The Uprising
Afin de tenter de véritablement apprécier le film de Park Gwang-Su, je pense qu’un petit point historique peut s’avérer fort utile...
Le XIXème siècle marque un tournant capital dans l’histoire de la Corée, avec l’irruption des influences occidentales, et en particulier la progression du catholicisme. Au cours des cinq siècles de la Dynastie Choson, le confucianisme prédomine au Pays du Matin Calme. Le premier jésuite s’introduit clandestinement sur l’archipel en 1785 et, rapidement, le nombre de convertis augmente considérablement, bien que la propagation d’une religion étrangère soit interdite par la loi dans une Corée alors encore très ouvertement xénophobe et indépendantiste. Le prince régent renforce les persécutions en 1863 et les rend systématiques à partir 1866 : jusqu’alors tolérant vis à vis de la présence missionnaire française sur le territoire, un incident le range du côté d’une politique de réclusion, aux côtés des conservateurs qui jugent que les catholiques veulent livrer le pays aux étrangers. Le massacre des missionnaires commence, et plus de 10.000 personnes trouvent la mort en l’espace de quelques mois. En 1866, la France attaque Séoul en signe de protestation pour calmer les ardeurs nationalistes - à la suite de quoi les Français évacuent pour la plupart la péninsule. En 1867, la Corée est redevenue une préoccupation mineure de la politique étrangère française et la xénophobie coréenne s’est encore renforcée. La guerre sino-japonaise sur la possession de la Corée éclate huit ans plus tard, et se termine en avril 1895 avec le traité de Shimonoseki, qui retire à la Chine tout droit de regard sur les affaires coréennes. Durant cette période, la déchirure au sein même du pays ne cesse d’augmenter...
Nous voilà donc en 1901. Afin de pouvoir payer les indemnités de guerre, le gouvernement de Séoul décide d’augmenter les taxes de façon drastique dans tout le pays. Sur l’île de Cheju, au sud de la péninsule, la tension augmente entre les confucéens et les chrétiens qui soutiennent le gouvernement. Le suicide d’un vieux sage en réaction aux railleries d’un groupe de chrétiens constituera l’étincelle nécessaire au début d’un conflit meurtrier : Lee Jae-Soo, ancien messager du gouverneur, prend la tête d’une armée de rebelles pour combattre l’injustice, et rentre en guerre avec les chrétiens. L’affrontement changera le visage de l’île et de ses habitants à jamais...

Lignes de données:
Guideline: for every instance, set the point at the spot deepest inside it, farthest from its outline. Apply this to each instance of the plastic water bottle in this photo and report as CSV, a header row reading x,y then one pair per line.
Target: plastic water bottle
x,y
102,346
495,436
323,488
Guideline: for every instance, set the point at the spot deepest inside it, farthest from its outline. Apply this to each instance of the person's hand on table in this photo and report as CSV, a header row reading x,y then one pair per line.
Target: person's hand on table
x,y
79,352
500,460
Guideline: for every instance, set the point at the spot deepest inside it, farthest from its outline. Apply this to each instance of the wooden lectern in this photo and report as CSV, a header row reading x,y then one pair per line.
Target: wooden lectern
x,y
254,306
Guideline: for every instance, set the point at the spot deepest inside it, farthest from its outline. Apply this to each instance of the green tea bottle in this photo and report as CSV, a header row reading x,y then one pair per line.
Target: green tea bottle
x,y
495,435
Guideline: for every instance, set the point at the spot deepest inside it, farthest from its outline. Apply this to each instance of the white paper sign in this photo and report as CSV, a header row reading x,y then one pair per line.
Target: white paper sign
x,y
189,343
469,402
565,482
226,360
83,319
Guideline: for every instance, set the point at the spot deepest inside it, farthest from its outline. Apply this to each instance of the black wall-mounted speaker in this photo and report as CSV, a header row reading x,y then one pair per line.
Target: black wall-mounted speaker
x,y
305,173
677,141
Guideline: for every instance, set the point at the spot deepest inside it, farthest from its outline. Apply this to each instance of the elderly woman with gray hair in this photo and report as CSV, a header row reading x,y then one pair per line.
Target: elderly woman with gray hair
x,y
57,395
--
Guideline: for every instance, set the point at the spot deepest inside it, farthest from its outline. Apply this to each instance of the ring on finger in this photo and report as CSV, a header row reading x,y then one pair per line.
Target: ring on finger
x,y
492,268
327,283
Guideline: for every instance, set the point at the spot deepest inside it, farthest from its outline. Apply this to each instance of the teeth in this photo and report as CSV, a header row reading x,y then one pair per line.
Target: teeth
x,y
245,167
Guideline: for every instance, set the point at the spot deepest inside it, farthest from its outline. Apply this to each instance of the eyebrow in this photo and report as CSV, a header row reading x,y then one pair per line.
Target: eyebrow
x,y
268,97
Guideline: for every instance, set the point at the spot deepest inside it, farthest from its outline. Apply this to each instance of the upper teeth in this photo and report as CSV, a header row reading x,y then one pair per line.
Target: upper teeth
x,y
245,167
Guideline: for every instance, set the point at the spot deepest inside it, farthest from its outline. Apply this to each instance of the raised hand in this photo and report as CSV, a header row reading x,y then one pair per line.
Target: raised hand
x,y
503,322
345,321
* * *
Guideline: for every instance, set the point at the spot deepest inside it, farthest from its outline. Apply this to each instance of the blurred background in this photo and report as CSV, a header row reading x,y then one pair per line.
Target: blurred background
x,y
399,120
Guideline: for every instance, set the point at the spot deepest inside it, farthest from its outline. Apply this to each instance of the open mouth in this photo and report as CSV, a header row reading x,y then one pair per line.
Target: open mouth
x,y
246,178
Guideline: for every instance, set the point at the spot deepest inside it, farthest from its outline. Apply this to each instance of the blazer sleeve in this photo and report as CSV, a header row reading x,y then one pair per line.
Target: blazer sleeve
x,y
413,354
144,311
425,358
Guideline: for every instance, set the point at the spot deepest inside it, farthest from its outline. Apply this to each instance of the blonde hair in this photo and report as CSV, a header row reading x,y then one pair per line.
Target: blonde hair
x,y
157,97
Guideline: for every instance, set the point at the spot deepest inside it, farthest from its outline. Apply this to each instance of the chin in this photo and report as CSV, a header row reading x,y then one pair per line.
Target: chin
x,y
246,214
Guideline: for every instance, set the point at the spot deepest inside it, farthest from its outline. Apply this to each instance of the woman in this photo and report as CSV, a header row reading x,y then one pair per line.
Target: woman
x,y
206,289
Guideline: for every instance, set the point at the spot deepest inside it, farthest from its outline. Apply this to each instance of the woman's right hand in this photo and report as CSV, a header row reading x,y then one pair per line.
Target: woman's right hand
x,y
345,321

Consigne: Prolongez l'extrait sur le film The Uprising et la révolte de Cheju en reprenant après sa dernière phrase. Ces lignes forment un matériau distinct de l'extrait.

Réponse:
Les Insurgés constitue vraiment une curiosité cinématographique pour le spectateur occidental. Pour commencer, les incidents relatés dans le film font partie d’une histoire que nous ne connaissons pas - ou alors trop peu. La narration s’affranchit d’une certaine mise en place de la situation sociale, économique et religieuse pour rentrer dans le vif d’un conflit qui, quelque part, se rapproche de la guerre qui divisera la Corée cinquante ans plus tard : déchiré par l’intrusion de pensées extérieures venues fragiliser une indépendance conservatrice, un microcosme coréen vit sa première crise d’identité et entre en guerre contre lui-même. Le personnage de Lee Jae-Soo, avec son changement brutal d’opinion, son amour impossible pour Sook-Hwa (on le comprend : celle-ci est interprétée par la toujours ravissante Shim Eun-Ha), et ses doutes grandissant au cours de l’assaut du château de Cheju, symbolise parfaitement cette dualité destructrice - qui voit un homme en guerre indirecte contre l’étranger et des idéologies extérieures se retourner contre son propre pays sans même s’en rendre compte.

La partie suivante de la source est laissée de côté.